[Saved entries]
------------

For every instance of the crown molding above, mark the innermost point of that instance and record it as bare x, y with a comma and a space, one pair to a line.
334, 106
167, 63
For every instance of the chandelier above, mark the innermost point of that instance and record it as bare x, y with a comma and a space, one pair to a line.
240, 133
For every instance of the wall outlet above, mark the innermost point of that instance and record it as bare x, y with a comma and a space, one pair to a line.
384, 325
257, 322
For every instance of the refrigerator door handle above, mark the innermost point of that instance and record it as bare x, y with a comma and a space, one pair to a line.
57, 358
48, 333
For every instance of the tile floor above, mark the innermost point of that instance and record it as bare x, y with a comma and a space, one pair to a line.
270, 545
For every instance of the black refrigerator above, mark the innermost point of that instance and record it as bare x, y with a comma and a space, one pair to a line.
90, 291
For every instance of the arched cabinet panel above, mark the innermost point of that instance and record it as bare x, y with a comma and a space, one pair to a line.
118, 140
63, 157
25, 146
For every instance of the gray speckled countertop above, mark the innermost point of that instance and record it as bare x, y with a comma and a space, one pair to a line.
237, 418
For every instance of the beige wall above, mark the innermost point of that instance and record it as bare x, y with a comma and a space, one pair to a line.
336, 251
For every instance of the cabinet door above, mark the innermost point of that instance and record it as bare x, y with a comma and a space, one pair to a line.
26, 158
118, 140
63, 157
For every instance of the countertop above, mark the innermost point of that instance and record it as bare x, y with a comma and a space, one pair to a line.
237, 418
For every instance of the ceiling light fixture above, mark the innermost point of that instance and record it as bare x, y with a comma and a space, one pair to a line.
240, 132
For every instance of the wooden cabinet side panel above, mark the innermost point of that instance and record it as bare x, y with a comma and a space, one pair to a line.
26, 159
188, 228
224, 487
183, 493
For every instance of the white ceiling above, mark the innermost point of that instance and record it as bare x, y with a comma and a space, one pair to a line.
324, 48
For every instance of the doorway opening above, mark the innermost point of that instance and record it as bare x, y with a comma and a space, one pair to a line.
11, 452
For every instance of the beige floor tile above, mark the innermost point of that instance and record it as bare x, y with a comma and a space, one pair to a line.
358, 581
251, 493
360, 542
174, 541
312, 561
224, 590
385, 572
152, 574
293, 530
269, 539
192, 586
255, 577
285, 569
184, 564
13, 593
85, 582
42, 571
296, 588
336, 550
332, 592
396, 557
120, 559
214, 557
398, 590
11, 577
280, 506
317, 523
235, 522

------------

Down to the last line, copy the entries above exactly.

Solution for this task:
For every instance of the crown molding above, mark the innermost point of that instance and record it as bare x, y with a comma and a space, one pair to a line.
334, 106
167, 63
For every instance of the chandelier above, mark the innermost point of that instance and record it as bare x, y with a comma and a space, one pair to a line.
240, 133
For every instance of the wall outlet above, mark the innermost point of that instance and record it as bare x, y with a comma and a space, one pair to a line.
384, 325
257, 322
For every instance of the refrigerator door handle above, mark the innermost point of that instance and record it as bare x, y with a comma and a space, one pair to a line.
57, 358
48, 333
For every instance of the tile floor above, mark the innermost point of that instance and record it as bare x, y with a comma and a space, one pair to a line.
270, 545
For every instance of the black refrigerator above, mark the innermost point of that instance and record it as bare x, y with a comma and a space, one pair to a line.
90, 291
For every instance of the arched cabinet panel above, mark the innermost point of that instance and record it as bare x, y with a comma and a space, one pair to a line.
118, 140
63, 157
25, 146
For every instance of the gray speckled countertop above, mark the innermost point of that instance and record it as bare x, y with a comma and a space, one pair to a line.
237, 418
For every instance of the beige wall above, mark the innermost point of that instance and record it as bare x, y with a comma and a space, one pair to a line.
336, 251
For every instance of the cabinet door above, mark the innermost point of that instance and record it as bare x, y with a comma and a space, one pair to a line.
26, 158
118, 140
63, 157
For every instance of the countertop above, mark the innermost point of that instance and record it as bare x, y with a comma and a space, one pair to a line.
237, 418
For every instance of the ceiling light fixture above, mark the innermost point of that instance and record it as bare x, y with a comma and a space, one pair to a line.
240, 132
For every instance of the wooden cabinet side panel above, mark the innermost point of that instance and record it as bare x, y with a comma and a space, one pair to a line.
26, 159
188, 228
224, 487
183, 493
For every instance of the white ceiling above, mark the innermost point of that instance and record it as bare x, y with a comma and a space, one pair to a line.
324, 48
For every instance of the doorway opening above, mark the innermost point of that instance and record it as bare x, y with a comma and a space, one pair to a line.
11, 452
For every instance of the beige floor tile above, mark the innermost point of that instance and record it as bare x, y with a comma and a space, one pair to a line.
358, 581
251, 493
360, 542
174, 541
312, 561
224, 590
385, 572
152, 574
293, 530
269, 539
192, 586
255, 577
285, 569
184, 564
13, 593
85, 582
42, 571
296, 588
336, 550
332, 592
396, 557
120, 559
214, 557
398, 590
11, 577
280, 506
317, 523
235, 522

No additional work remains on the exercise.